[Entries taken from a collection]
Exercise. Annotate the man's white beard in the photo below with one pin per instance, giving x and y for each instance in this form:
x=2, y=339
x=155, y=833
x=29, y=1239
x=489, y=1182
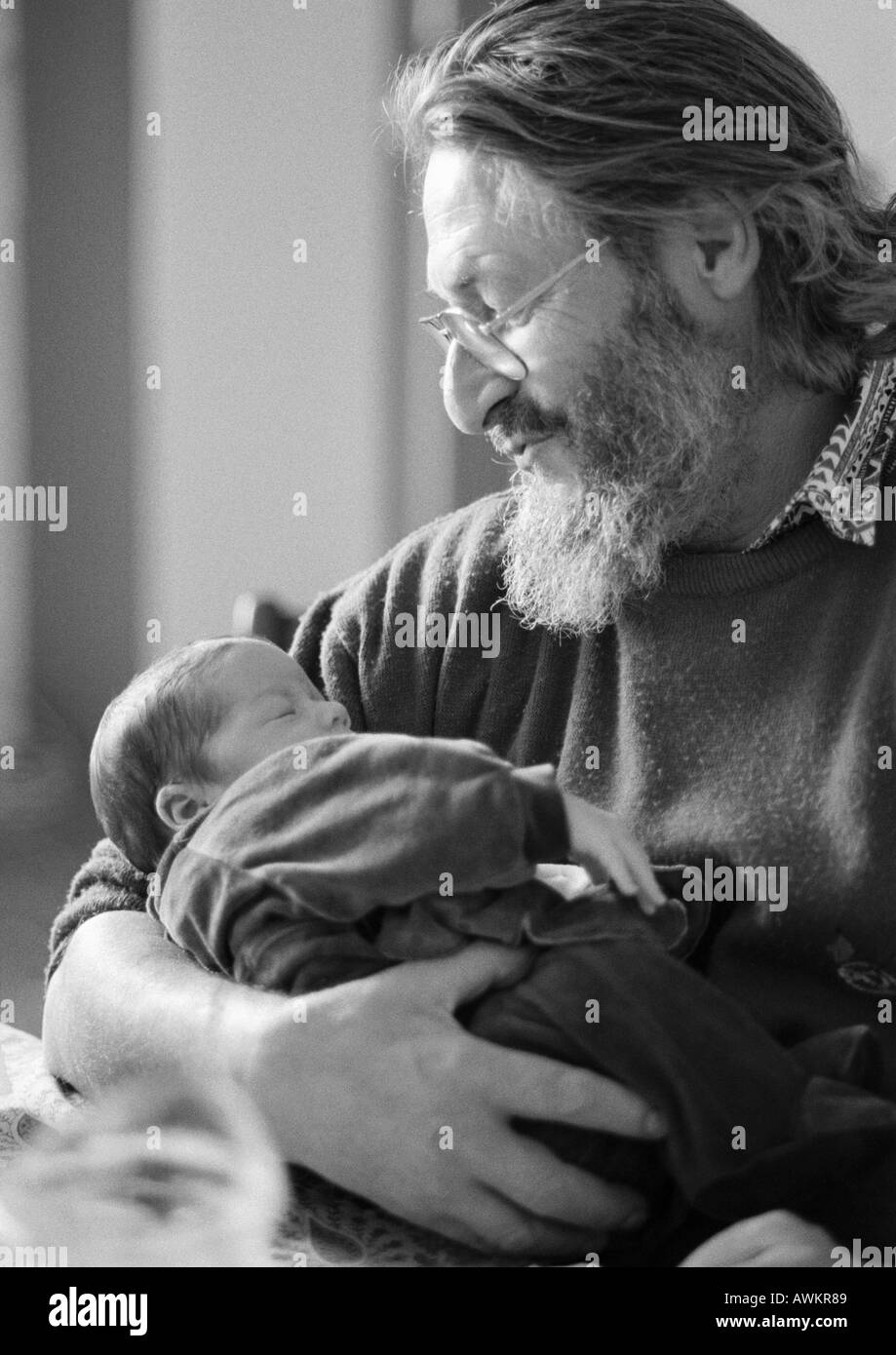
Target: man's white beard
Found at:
x=652, y=435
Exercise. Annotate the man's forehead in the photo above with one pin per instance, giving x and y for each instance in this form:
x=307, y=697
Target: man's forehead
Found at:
x=460, y=211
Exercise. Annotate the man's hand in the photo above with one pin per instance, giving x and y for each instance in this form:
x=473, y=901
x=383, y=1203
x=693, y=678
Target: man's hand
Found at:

WHAT YOU SHOULD DO —
Copy the entries exactly. Leave the pictures out.

FINAL ANSWER —
Exercise. Annotate the man's white beard in the photo below with one pin per instance, giving x and y for each instance in this form:
x=2, y=339
x=155, y=833
x=29, y=1239
x=489, y=1182
Target: man's white beard
Found at:
x=652, y=435
Exercise. Annotate the man's forehead in the photo above with one pin per instance, giving x and y for each instance in this form:
x=307, y=697
Target: man's forehead
Found at:
x=460, y=211
Exercise. Annotate the man's hand in the photo above with one pin per instance, giving x and y for each instance in this form:
x=473, y=901
x=383, y=1203
x=693, y=678
Target: man's hand
Found at:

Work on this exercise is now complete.